▸ GIVEN RECORDS:
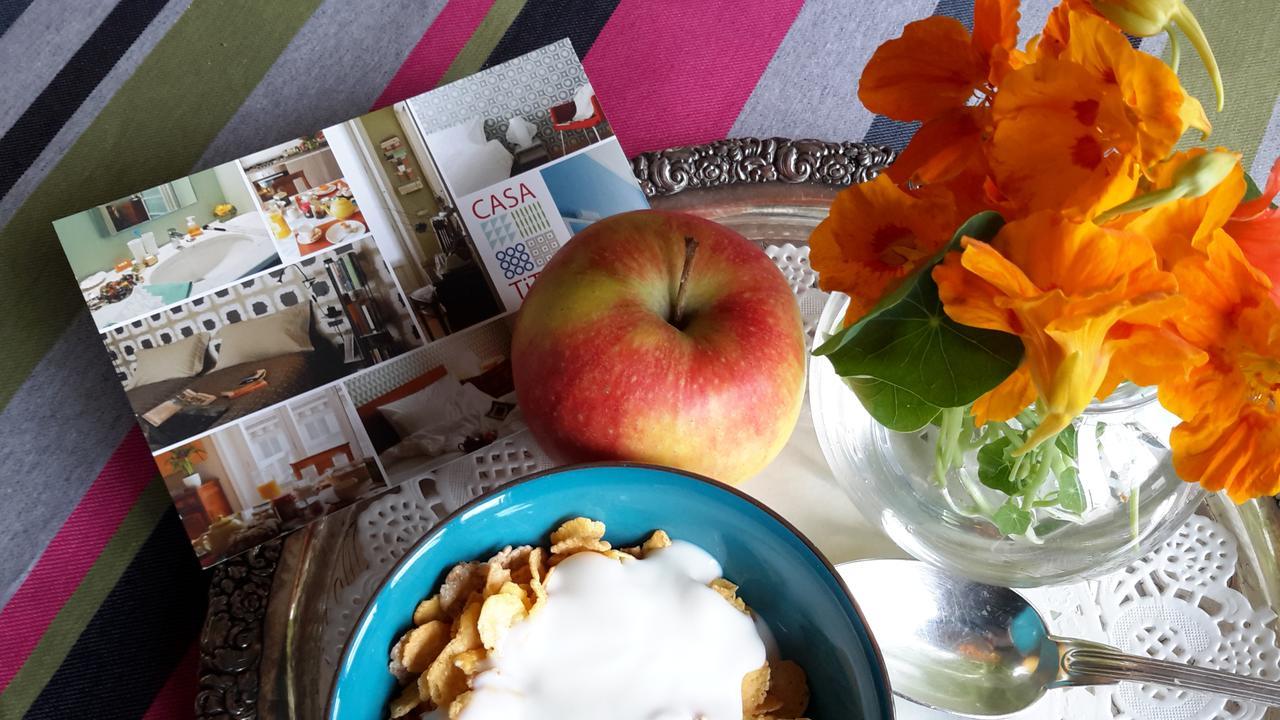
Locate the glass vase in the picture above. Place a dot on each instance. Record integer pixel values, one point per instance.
(1129, 496)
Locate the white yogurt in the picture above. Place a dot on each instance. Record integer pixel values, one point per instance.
(644, 639)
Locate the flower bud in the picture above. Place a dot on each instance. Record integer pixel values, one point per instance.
(1196, 177)
(1203, 172)
(1142, 18)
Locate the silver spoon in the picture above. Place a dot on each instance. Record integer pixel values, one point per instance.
(982, 651)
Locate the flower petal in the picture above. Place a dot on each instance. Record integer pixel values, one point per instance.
(1005, 400)
(929, 69)
(1262, 203)
(874, 236)
(1055, 114)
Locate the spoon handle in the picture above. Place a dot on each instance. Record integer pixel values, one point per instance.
(1086, 662)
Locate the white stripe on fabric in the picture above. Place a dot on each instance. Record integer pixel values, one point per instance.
(59, 429)
(37, 45)
(90, 108)
(810, 86)
(1269, 149)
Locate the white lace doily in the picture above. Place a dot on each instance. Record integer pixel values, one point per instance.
(1174, 604)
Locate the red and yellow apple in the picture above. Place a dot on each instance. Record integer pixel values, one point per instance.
(615, 361)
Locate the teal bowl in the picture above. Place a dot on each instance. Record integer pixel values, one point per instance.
(781, 575)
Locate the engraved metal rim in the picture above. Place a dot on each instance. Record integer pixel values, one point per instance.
(228, 683)
(886, 689)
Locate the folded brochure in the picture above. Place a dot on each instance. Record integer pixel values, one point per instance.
(282, 370)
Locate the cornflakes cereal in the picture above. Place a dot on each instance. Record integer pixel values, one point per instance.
(457, 629)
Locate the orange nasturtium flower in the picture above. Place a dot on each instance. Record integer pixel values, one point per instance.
(874, 236)
(1075, 128)
(945, 77)
(1230, 405)
(1074, 294)
(1256, 228)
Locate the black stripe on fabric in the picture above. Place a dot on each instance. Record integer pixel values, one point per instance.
(10, 10)
(137, 636)
(888, 132)
(543, 22)
(71, 86)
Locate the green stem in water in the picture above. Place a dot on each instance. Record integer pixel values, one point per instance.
(947, 452)
(1134, 492)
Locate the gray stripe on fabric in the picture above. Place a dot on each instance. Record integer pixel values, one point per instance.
(59, 429)
(1267, 150)
(37, 45)
(1032, 21)
(792, 100)
(332, 71)
(88, 110)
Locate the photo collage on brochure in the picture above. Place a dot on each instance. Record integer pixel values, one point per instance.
(324, 319)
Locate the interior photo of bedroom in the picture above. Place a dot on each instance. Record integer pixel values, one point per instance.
(304, 196)
(439, 402)
(151, 249)
(476, 149)
(225, 355)
(270, 473)
(525, 113)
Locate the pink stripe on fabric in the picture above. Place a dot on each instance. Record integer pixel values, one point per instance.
(177, 697)
(435, 51)
(690, 86)
(73, 551)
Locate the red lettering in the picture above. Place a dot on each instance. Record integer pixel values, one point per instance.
(510, 199)
(524, 283)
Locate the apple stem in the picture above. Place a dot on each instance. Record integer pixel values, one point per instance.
(679, 315)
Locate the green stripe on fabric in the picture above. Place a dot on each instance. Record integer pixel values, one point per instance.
(74, 615)
(476, 50)
(151, 131)
(1246, 44)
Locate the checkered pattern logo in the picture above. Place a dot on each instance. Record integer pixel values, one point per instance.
(515, 260)
(542, 247)
(499, 231)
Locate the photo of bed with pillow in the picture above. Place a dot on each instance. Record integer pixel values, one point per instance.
(208, 379)
(237, 350)
(435, 418)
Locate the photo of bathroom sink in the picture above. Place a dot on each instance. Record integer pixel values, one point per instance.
(220, 258)
(158, 247)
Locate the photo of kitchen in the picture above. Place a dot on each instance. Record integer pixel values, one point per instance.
(439, 402)
(304, 197)
(270, 473)
(447, 287)
(156, 247)
(259, 342)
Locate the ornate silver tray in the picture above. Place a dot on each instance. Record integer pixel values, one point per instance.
(279, 614)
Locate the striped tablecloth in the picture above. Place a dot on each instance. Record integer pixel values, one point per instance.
(101, 596)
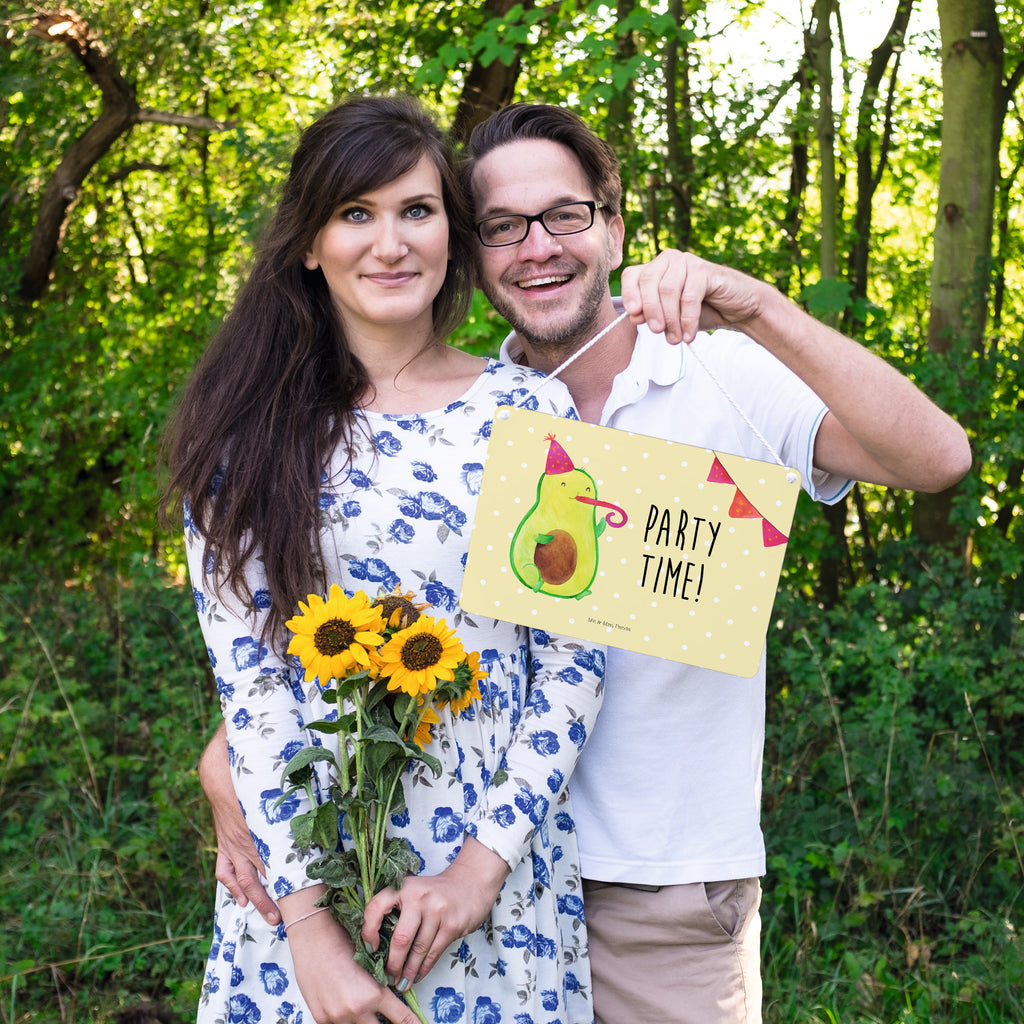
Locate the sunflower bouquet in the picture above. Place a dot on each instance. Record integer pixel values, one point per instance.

▸ STATED TASK:
Recast all of the records above as a JSON list of strings, with one string per line and no blank lines. Leave out the pictures.

▸ RESPONSE TO THE EXERCISE:
[
  "Locate the glass vase in the picture above. Place a dot on each instance. Record integer pixel values, one point per instance.",
  "(1129, 496)",
  "Locate the white yogurt in the picture above. Place a dot on each instance. Record integer pixel values, one point per instance.",
  "(644, 639)",
  "Locate the flower bud in the picture above. Place a dot on each instance. Record integer pixel values, one point per instance.",
  "(1196, 177)",
  "(1203, 172)",
  "(1142, 18)",
  "Locate the silver spoon in the picture above. Place a dot on each instance. Record integer pixel values, one point per instance.",
  "(982, 651)",
  "Locate the flower petal in the picture above. Place a dot on each instance. Record integer pixel values, one point per instance.",
  "(1005, 400)",
  "(929, 69)",
  "(1262, 203)",
  "(874, 236)",
  "(1055, 114)",
  "Locate the spoon handle in the picture above. Place a dot on each instance. Record integer pixel values, one point per instance.",
  "(1086, 662)",
  "Locate the white stripe on fabric in the picture above. Place a dot on each instance. Record integer pixel values, one point per instance.",
  "(59, 429)",
  "(37, 45)",
  "(90, 108)",
  "(810, 86)",
  "(1269, 149)",
  "Locate the white lace doily in the picture above. Place a dot on each instance. Record integer pixel values, one point per instance.",
  "(1174, 604)",
  "Locate the red and yellow apple in the picture above. Place a dot on each instance. Record integer pixel values, one point per instance.",
  "(615, 361)",
  "Locate the teal bowl in the picture above. Place a dot on each instance. Record integer pixel values, one point per instance.",
  "(781, 575)",
  "Locate the engraved metal rim in the picture above. Place a dot on each instance. Record integer pixel values, one point per instance.",
  "(228, 683)",
  "(886, 689)",
  "Locate the folded brochure in the picture above. Place a dot on each instance. Record integer pixel values, one point per instance.",
  "(282, 370)",
  "Locate the cornflakes cereal in the picture above. Place a dot on each instance. Record integer pixel values, one point per instance.",
  "(457, 629)",
  "Locate the orange nasturtium flower in the picture above. Place a dot on each instance. Record integer pixel values, one point per instance.",
  "(874, 236)",
  "(1075, 128)",
  "(945, 77)",
  "(1230, 405)",
  "(1074, 294)",
  "(1256, 228)",
  "Locate the black stripe on fabric in the picture above. Place a dot on each instance. Record integer pixel values, one point per instance.",
  "(10, 10)",
  "(137, 636)",
  "(888, 132)",
  "(543, 22)",
  "(71, 86)",
  "Locate the green stem in water in the picture above. Place a dot on each instance. Record integer pixel values, one point per instance.",
  "(947, 452)",
  "(1134, 492)",
  "Locate the gray stripe on fabric in the picture above. Place a dot on each instance. Record integer pixel values, one point per instance.",
  "(59, 429)",
  "(1267, 150)",
  "(37, 45)",
  "(1032, 21)",
  "(792, 100)",
  "(332, 71)",
  "(88, 110)",
  "Locate the photo collage on brochure in the picture above. Place a dot on each instance. Record integer pixel values, one point per instance.",
  "(324, 319)",
  "Locate the interior photo of bedroom in the picture above. Place a dot on each instance. Record integer pixel values, one point per instance.",
  "(304, 196)",
  "(439, 402)",
  "(151, 249)",
  "(476, 149)",
  "(225, 355)",
  "(270, 473)",
  "(525, 113)",
  "Locate the pink stripe on fabric in the picture above. Place a dot on each instance. Record integer pixel values, one point per instance.",
  "(177, 697)",
  "(435, 51)",
  "(690, 86)",
  "(73, 551)",
  "Locate the red lettering in the picture above. Place a dot on each instance. Record integer pixel values, one point per instance.",
  "(510, 199)",
  "(524, 283)",
  "Locate the apple stem in the picture above. Place a dot on each instance. Record integer pixel values, one point per instance.",
  "(679, 315)",
  "Locate the green stripe on fabric in the picture above. Place a dot on each instance. Record integer pixel values, one point per instance.",
  "(74, 615)",
  "(476, 50)",
  "(151, 131)",
  "(1246, 44)",
  "Locate the checkered pattern logo in the picture above. Place a dot on each instance. Record integer pixel values, one point per instance.",
  "(515, 260)",
  "(542, 247)",
  "(499, 231)",
  "Locate the photo of bed with pillow in the picture above. Place a dot on each instance. Record integer pixel values, one point per instance.",
  "(208, 379)",
  "(237, 350)",
  "(435, 418)",
  "Locate the photo of bathroom sink in the picture above. Place a dot on each instance. Record integer pixel values, one point per instance.",
  "(220, 258)",
  "(158, 247)",
  "Locate the photo of kitchen in the picture above. Place a dot on each instance. Record integer pixel values, one point per instance.",
  "(439, 402)",
  "(304, 197)",
  "(270, 473)",
  "(447, 287)",
  "(156, 247)",
  "(259, 342)",
  "Locate the ornate silver tray in the picture above. Place a dot on each instance. Record integer pixel values, one point per instance.",
  "(279, 614)",
  "Locate the striped tablecloth in the picture above. Place a dot on each instance. Record integer pixel values, one point per instance.",
  "(101, 596)",
  "Locate the sunflower bouquet in the picture above. Place a dot on each instance. Record integer pixel values, one point per instance."
]